*Petunjuk Tugas*:
Apakah setiap pernyataan di bawah ini sesuai dengan teks tentang pengalaman menginap di cottage? Jawab ya atau tidak untuk tiap nomor, lalu sertakan kutipan kata demi kata dari teks yang menjadi penentunya.
1. Jendela cottage yang menghadap teras tidak dipasangi kaca.
2. Pada malam kedua mereka pindah ke kamar darat karena kamar laut rusak.
3. Shower di kamar mandi kamar darat berfungsi dengan baik.
═══ Kutipan Teks ═══
Tetapi beberapa teman saya ternyata juga memiliki kesimpulan yang sama dengan apa yang saya rasakan saat itu, bahkan saya berani pastikan jika anda adalah seorang traveller sejati, anda tentu akan mengatakan sesungguhnya apa yang anda rasakan, bukan mengarang atau melatah. Singkat cerita kami agak kecewa. Ditambah lagi begitu kami masuk ke dalam cottage/kamar laut, kami mendapati jendela berukuran setinggi pintu yang menghadap teras tidak terpasang kaca. Pintu yang menghadap teras juga tidak bisa ditutup, sehingga siapa saja bisa bebas keluar masuk kamar lewat pintu maupun jendela. Jika ada orang yang berniat jahat dengan mudah dia bisa naik ke teras dari sisi laut dan masuk ke dalam kamar tanpa kesulitan apapun.

Yang lebih parah lagi adalah sarung bantal dan sprei berbau apek. Pada malam ke 2 kami pindah ke kamar darat karena cottage itu akan diisi oleh teman yang menyusul dari Banda Neira. Di kamar darat keadaannya ternyata lebih parah lagi. Shower kamar mandi rusak, bidet atau semprotan cebok juga rusak, terakhir air untuk flash closet juga rusak. Kami benar-benar kecewa.
═══ Data yang Diberikan ═══
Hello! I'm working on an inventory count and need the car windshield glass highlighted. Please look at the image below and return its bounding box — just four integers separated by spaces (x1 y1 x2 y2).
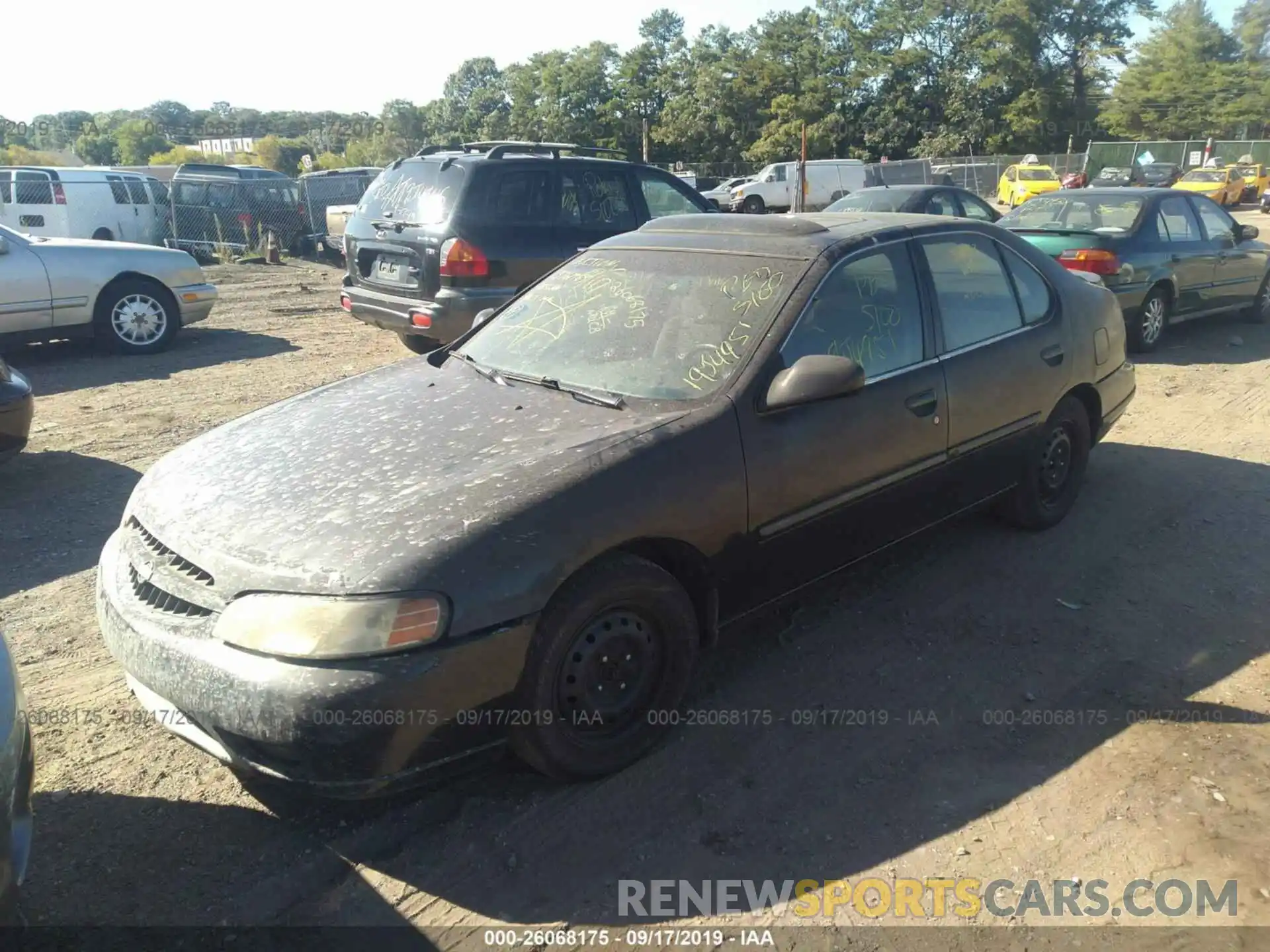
═══
*Jawaban*:
1. Ya: "jendela berukuran setinggi pintu yang menghadap teras tidak terpasang kaca"
2. Tidak: "karena cottage itu akan diisi oleh teman yang menyusul dari Banda Neira"
3. Tidak: "Shower kamar mandi rusak"